▶ _WHAT THE TASK ASKS_:
Below are records to print word for word; include none of their pictures.

▶ _GIVEN RECORDS_:
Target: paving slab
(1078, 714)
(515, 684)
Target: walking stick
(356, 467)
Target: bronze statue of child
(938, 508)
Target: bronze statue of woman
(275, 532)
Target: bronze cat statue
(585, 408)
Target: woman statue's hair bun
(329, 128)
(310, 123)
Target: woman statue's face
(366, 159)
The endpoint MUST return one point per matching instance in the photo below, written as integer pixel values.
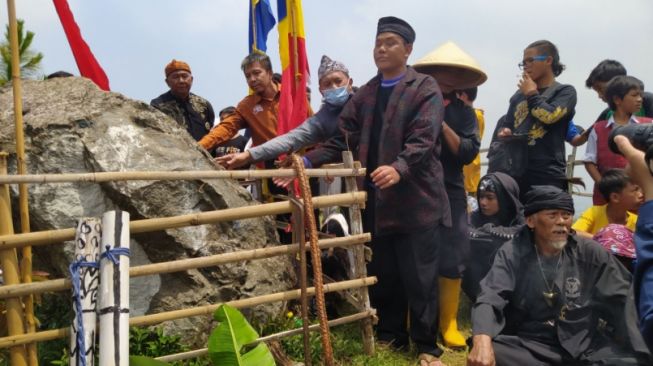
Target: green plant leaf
(259, 355)
(229, 337)
(145, 361)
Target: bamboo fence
(9, 242)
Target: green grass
(348, 347)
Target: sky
(134, 39)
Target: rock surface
(73, 127)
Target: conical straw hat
(449, 56)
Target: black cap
(398, 26)
(547, 198)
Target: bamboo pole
(62, 284)
(206, 310)
(202, 218)
(113, 296)
(101, 177)
(23, 209)
(359, 255)
(85, 275)
(11, 273)
(288, 333)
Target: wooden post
(114, 289)
(9, 265)
(26, 261)
(356, 228)
(300, 237)
(85, 279)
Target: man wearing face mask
(336, 89)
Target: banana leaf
(228, 338)
(145, 361)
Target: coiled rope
(309, 222)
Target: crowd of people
(545, 290)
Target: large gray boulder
(73, 127)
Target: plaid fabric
(410, 143)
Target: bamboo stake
(288, 333)
(206, 310)
(62, 284)
(359, 255)
(113, 299)
(11, 274)
(26, 261)
(202, 218)
(100, 177)
(85, 272)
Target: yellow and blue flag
(293, 102)
(261, 22)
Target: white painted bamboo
(202, 218)
(206, 310)
(85, 278)
(62, 284)
(173, 175)
(114, 289)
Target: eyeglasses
(530, 60)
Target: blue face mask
(336, 97)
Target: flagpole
(293, 32)
(253, 25)
(26, 262)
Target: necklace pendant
(549, 297)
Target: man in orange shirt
(257, 111)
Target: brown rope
(298, 165)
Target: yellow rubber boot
(449, 299)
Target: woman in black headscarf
(499, 216)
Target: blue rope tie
(113, 254)
(76, 280)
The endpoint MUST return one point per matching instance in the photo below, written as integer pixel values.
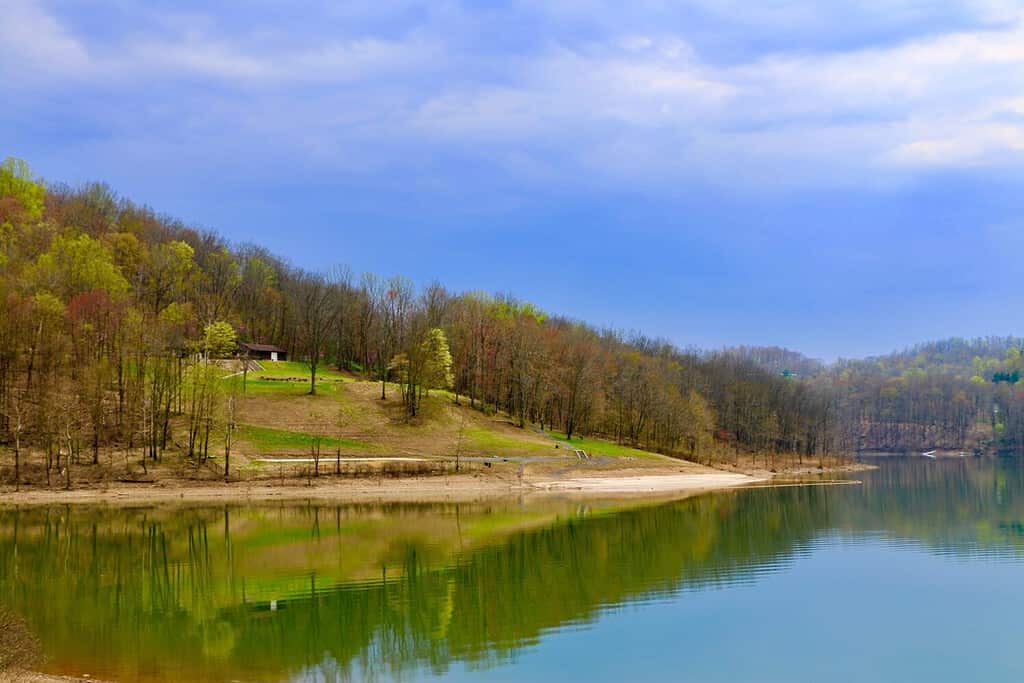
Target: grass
(291, 378)
(600, 446)
(489, 439)
(267, 439)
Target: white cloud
(645, 108)
(36, 45)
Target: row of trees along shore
(110, 311)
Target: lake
(913, 574)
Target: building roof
(263, 347)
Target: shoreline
(626, 480)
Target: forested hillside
(115, 318)
(954, 394)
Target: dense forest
(955, 394)
(111, 313)
(112, 316)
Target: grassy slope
(276, 416)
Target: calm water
(914, 575)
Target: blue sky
(843, 178)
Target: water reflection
(371, 592)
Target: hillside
(123, 333)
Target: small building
(262, 351)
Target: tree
(218, 340)
(16, 183)
(437, 360)
(318, 308)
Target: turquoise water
(914, 574)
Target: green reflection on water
(270, 592)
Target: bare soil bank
(501, 480)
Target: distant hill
(777, 360)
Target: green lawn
(266, 439)
(295, 369)
(291, 378)
(486, 439)
(600, 446)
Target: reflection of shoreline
(406, 586)
(683, 478)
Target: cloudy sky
(843, 178)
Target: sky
(841, 178)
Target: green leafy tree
(16, 183)
(436, 360)
(218, 340)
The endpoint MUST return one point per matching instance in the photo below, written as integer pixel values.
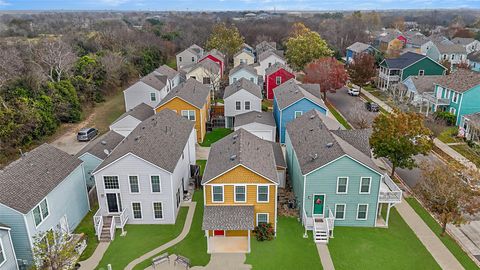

▶ _EXERCISE SOLUTION_:
Target: paving slab
(1078, 714)
(515, 684)
Target: walking stick
(356, 467)
Target: bronze statue of child
(938, 508)
Target: bronze statue of woman
(275, 532)
Target: bronze cat statue
(585, 408)
Target: woman statue's hair bun
(329, 128)
(310, 123)
Target: woman statue's face
(366, 159)
The endpoint MUST return one point per matching instance in the photo below, written as integer pixel values.
Target: green plant leaf
(259, 355)
(229, 337)
(145, 361)
Target: bamboo fence
(9, 242)
Target: green grass
(348, 347)
Target: sky
(134, 39)
Target: rock surface
(73, 127)
Target: conical straw hat
(449, 56)
Target: black cap
(398, 26)
(547, 198)
Target: bamboo pole
(62, 284)
(206, 310)
(202, 218)
(113, 296)
(101, 177)
(23, 209)
(359, 255)
(85, 275)
(11, 273)
(288, 333)
Target: wooden post
(114, 289)
(9, 265)
(26, 261)
(356, 228)
(300, 237)
(85, 279)
Target: man wearing face mask
(336, 89)
Target: banana leaf
(228, 338)
(145, 361)
Target: coiled rope
(309, 222)
Target: crowd of people
(545, 290)
Target: large gray boulder
(73, 127)
Target: plaid fabric
(410, 143)
Target: bamboo stake
(288, 333)
(206, 310)
(62, 284)
(359, 255)
(113, 299)
(11, 274)
(26, 261)
(202, 218)
(100, 177)
(85, 272)
Target: yellow and blue flag
(293, 102)
(261, 22)
Target: white painted bamboo
(202, 218)
(206, 310)
(85, 278)
(62, 284)
(173, 175)
(114, 289)
Target: eyeglasses
(530, 60)
Target: blue face mask
(336, 97)
Target: flagpole
(293, 32)
(253, 25)
(26, 262)
Target: necklace pendant
(549, 297)
Target: man in orange shirt
(257, 111)
Target: brown rope
(298, 165)
Target: yellow rubber boot
(449, 299)
Target: woman in black headscarf
(499, 216)
Target: blue rope tie
(113, 254)
(76, 280)
The endpoint MUST return one point per matching instance in the photo below, written as integer pixel values.
Target: grass
(291, 378)
(600, 446)
(489, 439)
(267, 439)
Target: white cloud
(645, 108)
(36, 45)
Target: row of trees along shore
(110, 311)
Target: lake
(913, 574)
Target: building roof
(263, 347)
Target: shoreline
(626, 480)
Target: forested hillside
(115, 318)
(954, 394)
Target: dense forest
(955, 394)
(111, 313)
(112, 316)
Target: grassy slope
(276, 416)
Target: calm water
(914, 575)
Target: blue sky
(843, 178)
Target: water reflection
(371, 592)
Target: hillside
(123, 333)
Target: small building
(262, 351)
Target: tree
(218, 340)
(16, 183)
(437, 360)
(318, 308)
Target: turquoise water
(914, 574)
Target: green reflection on water
(270, 592)
Target: bare soil bank
(501, 480)
Target: distant hill
(777, 360)
Target: green lawn
(266, 439)
(295, 369)
(291, 378)
(486, 439)
(600, 446)
Target: reflection of shoreline
(406, 586)
(683, 478)
Target: cloudy sky
(843, 178)
Target: sky
(841, 178)
Target: green leafy tree
(16, 183)
(436, 360)
(218, 340)
The endpoint MUST return one point per matching instance in the photo below, written as integer pixel values.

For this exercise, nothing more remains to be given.